● **Information given**
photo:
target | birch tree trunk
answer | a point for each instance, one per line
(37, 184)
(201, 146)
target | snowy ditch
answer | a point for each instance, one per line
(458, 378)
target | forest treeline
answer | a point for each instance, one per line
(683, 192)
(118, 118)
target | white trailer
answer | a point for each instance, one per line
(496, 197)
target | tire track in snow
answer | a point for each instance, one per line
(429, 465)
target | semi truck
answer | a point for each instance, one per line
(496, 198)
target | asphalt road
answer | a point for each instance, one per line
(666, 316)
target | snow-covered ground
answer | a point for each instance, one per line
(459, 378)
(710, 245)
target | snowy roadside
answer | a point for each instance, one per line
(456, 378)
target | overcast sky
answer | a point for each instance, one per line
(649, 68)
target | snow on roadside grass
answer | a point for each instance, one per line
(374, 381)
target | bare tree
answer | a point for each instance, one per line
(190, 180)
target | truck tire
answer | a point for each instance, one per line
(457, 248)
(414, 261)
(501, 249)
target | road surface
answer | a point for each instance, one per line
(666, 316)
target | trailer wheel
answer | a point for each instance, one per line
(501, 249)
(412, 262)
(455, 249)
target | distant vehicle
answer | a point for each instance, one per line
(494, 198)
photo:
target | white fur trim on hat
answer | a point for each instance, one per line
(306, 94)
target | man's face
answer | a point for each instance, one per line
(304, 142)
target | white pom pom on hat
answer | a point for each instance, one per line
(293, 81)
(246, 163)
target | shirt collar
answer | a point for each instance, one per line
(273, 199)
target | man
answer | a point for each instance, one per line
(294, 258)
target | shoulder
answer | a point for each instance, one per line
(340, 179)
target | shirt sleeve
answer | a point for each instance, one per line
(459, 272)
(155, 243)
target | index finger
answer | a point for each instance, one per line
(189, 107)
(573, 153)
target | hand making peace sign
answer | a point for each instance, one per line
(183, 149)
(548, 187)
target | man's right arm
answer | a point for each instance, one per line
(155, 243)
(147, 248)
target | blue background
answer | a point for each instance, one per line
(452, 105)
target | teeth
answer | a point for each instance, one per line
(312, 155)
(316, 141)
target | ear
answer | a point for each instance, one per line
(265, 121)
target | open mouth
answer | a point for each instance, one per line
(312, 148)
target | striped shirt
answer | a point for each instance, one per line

● **Set exercise**
Please reproduce all of the data above, line for line and without any changes.

● **Result**
photo:
target | birch tree trunk
answer | a point for each instance, one per line
(37, 184)
(201, 146)
target | snowy ditch
answer | a point for each instance, one per line
(458, 378)
target | forest treeline
answer | a point for each instance, one per line
(683, 192)
(118, 118)
target | white trailer
answer | a point for each instance, one per line
(496, 197)
target | tire track in snow
answer | a point for each instance, one per line
(429, 465)
target | semi truck
answer | a point for each instance, one per line
(496, 198)
target | asphalt road
answer | a point for each instance, one per line
(666, 316)
target | snow-covered ground
answer | a point for each instance, one per line
(459, 378)
(710, 245)
target | snowy roadside
answer | a point for each instance, one per line
(456, 378)
target | overcast sky
answer | a point for each instance, one per line
(649, 68)
target | snow on roadside grass
answer | a point for each instance, one per line
(374, 381)
target | bare tree
answer | a point for each instance, one per line
(190, 180)
target | truck tire
answer | a point for each instance, one per line
(457, 248)
(414, 261)
(501, 249)
target | road surface
answer | a point for each instance, one per line
(666, 316)
target | trailer wheel
answer | a point for each instance, one per line
(501, 249)
(412, 262)
(455, 249)
target | distant vehicle
answer | a point for each instance, one per line
(494, 198)
photo:
target | white fur trim on hat
answer | a point for each instance, one per line
(306, 94)
target | man's face
answer | a point for each instance, one per line
(304, 142)
target | white pom pom on hat
answer | a point for each instance, one per line
(293, 81)
(246, 163)
target | shirt collar
answer | a point for each instance, one per line
(273, 199)
target | man
answer | a point for each instance, one per line
(294, 258)
target | shoulder
answer | a point for each instance, one per line
(340, 179)
target | shirt sleeve
answer | a point for each instance, one per line
(459, 272)
(155, 243)
target | index finger
answer | a point for each instance, one per line
(189, 107)
(573, 153)
target | hand making peace sign
answer | a point for each instance, one per line
(183, 149)
(548, 187)
target | man's right arm
answer | a point for each instance, one per line
(155, 243)
(147, 248)
target | blue background
answer | a point for each instance, one per line
(452, 105)
target | teeth
answer | a point for each instance, one per line
(312, 155)
(316, 141)
target | ear
answer | a point for each instance, one per line
(265, 121)
target | open mouth
answer | a point for each instance, one per line
(312, 148)
target | striped shirt
answer | a point for each instance, one per line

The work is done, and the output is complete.